⟨

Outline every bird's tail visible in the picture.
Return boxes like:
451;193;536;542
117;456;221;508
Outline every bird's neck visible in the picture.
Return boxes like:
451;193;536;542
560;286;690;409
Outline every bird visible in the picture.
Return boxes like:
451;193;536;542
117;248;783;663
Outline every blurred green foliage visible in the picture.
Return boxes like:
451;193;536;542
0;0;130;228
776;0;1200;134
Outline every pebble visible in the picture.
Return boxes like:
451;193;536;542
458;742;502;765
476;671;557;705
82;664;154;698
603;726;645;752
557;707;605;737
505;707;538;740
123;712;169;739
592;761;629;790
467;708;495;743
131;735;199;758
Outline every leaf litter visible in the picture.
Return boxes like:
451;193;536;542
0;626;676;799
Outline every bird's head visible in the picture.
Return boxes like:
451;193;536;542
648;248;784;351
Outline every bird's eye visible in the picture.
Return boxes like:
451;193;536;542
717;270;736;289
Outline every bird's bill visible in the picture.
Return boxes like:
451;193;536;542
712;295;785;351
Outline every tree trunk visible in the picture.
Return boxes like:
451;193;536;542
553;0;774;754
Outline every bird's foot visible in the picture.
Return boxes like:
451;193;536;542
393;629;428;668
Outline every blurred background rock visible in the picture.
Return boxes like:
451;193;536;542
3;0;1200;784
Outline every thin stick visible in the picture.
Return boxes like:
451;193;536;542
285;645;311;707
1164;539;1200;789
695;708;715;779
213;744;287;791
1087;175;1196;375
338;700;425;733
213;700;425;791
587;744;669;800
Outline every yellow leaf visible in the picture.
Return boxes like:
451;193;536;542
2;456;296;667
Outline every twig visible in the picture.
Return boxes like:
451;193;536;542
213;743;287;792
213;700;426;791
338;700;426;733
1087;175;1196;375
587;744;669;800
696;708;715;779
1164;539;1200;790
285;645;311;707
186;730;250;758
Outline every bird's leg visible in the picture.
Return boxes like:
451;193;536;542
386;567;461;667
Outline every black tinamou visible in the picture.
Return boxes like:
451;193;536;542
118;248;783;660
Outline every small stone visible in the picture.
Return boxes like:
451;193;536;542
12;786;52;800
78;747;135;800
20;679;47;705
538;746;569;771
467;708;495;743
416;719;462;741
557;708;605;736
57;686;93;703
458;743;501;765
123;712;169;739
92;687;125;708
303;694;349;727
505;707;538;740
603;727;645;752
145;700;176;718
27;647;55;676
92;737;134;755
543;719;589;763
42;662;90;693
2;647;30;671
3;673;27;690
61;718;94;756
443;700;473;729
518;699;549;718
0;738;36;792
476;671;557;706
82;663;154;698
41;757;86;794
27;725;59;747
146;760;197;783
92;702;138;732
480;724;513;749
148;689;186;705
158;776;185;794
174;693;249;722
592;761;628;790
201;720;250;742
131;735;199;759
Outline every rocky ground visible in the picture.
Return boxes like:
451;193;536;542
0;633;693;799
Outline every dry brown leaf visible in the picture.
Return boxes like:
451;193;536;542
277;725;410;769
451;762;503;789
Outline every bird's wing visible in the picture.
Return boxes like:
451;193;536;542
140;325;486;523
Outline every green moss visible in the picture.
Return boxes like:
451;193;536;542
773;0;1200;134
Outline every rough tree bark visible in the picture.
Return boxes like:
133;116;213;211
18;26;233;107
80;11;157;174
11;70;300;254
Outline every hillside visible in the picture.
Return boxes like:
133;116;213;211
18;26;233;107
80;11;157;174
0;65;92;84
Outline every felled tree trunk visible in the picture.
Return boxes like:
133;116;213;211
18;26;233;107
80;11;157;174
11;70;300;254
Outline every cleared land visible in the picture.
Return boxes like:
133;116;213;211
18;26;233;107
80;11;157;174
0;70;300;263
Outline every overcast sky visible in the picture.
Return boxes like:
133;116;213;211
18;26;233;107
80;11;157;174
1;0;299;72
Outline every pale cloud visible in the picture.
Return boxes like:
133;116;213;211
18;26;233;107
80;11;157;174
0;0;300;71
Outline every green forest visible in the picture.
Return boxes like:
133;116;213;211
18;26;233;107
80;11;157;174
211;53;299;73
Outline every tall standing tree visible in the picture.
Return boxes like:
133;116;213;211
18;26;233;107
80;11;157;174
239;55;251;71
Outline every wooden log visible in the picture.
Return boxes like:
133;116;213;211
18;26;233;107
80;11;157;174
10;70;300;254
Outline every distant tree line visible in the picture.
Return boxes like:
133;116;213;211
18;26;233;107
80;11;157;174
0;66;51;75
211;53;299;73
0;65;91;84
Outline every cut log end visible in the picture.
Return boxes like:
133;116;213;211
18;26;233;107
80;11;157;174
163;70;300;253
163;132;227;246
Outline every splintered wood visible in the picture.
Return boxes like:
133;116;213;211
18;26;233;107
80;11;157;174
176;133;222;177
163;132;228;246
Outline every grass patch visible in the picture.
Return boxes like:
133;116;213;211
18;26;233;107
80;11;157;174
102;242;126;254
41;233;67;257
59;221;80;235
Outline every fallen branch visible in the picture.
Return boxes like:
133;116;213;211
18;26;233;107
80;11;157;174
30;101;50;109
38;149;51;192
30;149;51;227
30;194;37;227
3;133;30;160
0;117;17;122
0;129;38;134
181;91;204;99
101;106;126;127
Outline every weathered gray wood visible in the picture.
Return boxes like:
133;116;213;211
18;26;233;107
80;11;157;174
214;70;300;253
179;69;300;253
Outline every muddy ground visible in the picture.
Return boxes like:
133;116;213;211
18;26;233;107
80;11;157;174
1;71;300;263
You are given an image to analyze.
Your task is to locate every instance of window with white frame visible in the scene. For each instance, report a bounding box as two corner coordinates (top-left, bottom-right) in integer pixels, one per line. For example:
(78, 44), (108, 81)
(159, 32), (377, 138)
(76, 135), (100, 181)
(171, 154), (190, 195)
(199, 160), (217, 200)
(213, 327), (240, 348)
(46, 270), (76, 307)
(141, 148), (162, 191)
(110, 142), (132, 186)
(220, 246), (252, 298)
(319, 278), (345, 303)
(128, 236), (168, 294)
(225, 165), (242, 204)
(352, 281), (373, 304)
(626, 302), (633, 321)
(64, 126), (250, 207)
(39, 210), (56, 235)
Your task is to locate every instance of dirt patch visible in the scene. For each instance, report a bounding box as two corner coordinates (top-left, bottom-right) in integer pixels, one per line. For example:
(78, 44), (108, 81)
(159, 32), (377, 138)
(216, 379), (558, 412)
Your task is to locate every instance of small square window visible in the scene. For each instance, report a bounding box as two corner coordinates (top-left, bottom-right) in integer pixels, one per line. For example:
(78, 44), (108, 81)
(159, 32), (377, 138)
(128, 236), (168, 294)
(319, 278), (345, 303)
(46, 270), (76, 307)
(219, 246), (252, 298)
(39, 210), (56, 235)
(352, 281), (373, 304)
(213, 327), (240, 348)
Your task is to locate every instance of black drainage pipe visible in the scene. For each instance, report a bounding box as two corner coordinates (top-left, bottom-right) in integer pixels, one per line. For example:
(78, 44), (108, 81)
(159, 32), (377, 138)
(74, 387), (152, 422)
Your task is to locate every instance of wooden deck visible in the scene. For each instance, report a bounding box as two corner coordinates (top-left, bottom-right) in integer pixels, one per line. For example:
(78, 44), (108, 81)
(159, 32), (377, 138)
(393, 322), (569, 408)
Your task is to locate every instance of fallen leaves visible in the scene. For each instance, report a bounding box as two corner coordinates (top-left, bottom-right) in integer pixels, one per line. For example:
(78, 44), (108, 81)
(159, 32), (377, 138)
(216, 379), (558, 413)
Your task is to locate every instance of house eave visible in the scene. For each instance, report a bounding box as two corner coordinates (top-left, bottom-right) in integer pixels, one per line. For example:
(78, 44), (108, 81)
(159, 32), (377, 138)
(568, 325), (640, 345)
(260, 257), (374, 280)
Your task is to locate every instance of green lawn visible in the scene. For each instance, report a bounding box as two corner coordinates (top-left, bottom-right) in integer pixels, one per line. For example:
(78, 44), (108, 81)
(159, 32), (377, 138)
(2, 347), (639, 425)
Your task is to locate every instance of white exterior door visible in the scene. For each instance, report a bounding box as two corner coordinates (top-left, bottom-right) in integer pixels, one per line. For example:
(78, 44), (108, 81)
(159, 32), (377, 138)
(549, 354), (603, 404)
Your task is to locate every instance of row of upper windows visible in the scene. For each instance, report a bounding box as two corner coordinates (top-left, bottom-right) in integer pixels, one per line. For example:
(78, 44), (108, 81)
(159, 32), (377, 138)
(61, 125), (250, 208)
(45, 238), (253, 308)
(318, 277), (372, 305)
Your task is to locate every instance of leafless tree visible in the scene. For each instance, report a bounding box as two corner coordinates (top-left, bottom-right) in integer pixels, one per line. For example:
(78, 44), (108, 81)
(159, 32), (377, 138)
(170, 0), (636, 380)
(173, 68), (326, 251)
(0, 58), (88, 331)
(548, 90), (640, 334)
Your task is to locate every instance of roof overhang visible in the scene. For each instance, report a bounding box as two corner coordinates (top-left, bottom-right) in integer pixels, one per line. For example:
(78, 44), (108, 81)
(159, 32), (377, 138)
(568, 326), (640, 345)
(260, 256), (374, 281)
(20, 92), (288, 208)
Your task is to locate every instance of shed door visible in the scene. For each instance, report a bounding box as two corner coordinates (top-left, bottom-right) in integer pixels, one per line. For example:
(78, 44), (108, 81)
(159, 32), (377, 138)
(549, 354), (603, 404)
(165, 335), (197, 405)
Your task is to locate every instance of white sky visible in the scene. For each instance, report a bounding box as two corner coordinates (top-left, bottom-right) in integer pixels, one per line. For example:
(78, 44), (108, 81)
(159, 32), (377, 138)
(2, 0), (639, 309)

⟩

--- TASK REQUIREMENTS ---
Among the entries above, determine how many lines contain "small", then output only that number.

--- WRITTEN ANSWER ---
2